> [Directions]: Collect every line of the data below that contains the string "reddish", and copy each such line in full.

> [Input rows]:
— START —

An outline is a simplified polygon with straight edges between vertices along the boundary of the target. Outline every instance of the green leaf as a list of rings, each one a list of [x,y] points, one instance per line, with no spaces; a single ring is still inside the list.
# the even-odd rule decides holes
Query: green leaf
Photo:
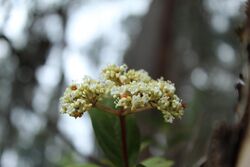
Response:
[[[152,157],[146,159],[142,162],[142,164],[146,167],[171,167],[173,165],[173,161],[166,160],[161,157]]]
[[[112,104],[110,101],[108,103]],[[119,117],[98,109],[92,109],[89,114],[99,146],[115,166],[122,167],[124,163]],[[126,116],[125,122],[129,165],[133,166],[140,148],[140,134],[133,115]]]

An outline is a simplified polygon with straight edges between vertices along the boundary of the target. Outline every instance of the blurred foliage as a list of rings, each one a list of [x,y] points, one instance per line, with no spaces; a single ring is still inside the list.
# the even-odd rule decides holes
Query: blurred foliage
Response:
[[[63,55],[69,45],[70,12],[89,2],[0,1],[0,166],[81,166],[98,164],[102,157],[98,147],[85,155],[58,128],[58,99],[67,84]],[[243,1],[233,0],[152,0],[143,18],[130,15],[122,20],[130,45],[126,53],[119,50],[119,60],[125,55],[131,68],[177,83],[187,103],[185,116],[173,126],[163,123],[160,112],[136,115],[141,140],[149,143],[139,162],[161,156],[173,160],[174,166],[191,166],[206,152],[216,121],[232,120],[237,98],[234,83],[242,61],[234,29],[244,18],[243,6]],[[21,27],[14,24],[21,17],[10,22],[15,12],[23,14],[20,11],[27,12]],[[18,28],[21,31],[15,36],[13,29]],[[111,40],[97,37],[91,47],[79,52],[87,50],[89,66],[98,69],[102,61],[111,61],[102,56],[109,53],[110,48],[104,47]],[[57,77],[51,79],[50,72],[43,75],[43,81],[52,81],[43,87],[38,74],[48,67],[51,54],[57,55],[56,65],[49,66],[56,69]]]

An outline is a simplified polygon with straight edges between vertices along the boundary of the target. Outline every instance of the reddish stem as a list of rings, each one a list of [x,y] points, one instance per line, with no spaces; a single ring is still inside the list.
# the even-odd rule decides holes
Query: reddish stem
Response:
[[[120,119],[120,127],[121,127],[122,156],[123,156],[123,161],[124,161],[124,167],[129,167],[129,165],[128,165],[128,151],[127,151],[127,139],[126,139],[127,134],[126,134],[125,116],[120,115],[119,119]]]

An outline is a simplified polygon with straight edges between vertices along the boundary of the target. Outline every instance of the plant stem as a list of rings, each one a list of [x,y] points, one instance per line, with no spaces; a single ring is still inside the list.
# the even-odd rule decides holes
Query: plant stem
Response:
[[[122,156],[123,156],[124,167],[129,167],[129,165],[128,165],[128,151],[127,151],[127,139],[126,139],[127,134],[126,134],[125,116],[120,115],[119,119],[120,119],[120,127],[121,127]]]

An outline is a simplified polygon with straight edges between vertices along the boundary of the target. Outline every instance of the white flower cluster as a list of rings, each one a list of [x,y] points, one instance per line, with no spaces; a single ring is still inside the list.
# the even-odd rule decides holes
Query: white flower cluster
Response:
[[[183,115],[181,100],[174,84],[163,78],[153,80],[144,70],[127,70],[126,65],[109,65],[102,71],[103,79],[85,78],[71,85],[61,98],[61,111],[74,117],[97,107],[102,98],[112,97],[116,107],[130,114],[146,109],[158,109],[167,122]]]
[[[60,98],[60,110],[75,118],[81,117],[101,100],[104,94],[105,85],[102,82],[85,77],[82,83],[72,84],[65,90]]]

— END —
— START —

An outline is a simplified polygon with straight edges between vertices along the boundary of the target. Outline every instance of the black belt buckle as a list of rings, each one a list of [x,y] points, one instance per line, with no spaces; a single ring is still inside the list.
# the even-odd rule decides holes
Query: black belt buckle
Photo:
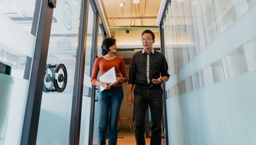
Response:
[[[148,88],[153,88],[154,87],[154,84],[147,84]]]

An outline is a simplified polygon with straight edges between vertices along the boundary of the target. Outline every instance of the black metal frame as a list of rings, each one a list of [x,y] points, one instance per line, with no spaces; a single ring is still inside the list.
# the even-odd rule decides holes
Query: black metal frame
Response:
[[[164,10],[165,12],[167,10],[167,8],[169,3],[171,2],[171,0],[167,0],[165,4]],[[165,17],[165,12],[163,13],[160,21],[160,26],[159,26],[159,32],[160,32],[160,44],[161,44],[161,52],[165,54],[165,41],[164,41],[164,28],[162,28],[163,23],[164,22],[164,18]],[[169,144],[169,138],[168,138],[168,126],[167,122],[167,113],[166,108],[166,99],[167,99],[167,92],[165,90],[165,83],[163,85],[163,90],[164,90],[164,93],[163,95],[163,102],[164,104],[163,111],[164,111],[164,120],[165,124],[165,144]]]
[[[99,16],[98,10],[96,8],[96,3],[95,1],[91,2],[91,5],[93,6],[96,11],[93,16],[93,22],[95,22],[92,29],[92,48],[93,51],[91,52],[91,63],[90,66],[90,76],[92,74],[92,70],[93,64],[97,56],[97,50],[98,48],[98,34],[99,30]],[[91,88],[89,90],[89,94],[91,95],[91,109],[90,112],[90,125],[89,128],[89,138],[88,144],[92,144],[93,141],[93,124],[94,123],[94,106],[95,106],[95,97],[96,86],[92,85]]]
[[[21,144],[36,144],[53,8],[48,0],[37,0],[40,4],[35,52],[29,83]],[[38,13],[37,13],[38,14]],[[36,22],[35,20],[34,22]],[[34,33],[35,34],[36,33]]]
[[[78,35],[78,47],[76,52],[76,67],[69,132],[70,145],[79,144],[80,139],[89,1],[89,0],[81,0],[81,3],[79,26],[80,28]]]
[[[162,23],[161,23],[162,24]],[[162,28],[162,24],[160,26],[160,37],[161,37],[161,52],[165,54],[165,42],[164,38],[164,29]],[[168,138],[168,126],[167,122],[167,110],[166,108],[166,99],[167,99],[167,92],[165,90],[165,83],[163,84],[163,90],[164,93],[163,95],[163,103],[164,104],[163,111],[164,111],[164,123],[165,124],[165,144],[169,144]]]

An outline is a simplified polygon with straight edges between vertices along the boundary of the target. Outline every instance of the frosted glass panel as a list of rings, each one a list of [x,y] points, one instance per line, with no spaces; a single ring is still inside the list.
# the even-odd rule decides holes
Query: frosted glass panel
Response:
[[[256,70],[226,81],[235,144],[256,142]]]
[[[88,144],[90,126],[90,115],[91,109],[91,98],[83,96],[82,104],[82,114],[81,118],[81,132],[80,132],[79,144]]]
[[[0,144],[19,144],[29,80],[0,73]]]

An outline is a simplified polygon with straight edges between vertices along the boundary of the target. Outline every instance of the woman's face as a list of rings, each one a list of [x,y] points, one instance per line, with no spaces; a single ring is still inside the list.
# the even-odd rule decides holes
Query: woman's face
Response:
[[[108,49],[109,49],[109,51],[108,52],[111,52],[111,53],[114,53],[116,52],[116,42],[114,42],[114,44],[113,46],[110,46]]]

— END —

> [Solution to the problem]:
An outline is a simplified polygon with straight edges between vertices along the boundary of the target. Outline every instance of the reddish stem as a list of rings, each one a list of [x,y] points, one instance per line, with no spaces; a single ring is still inside the list.
Query: reddish stem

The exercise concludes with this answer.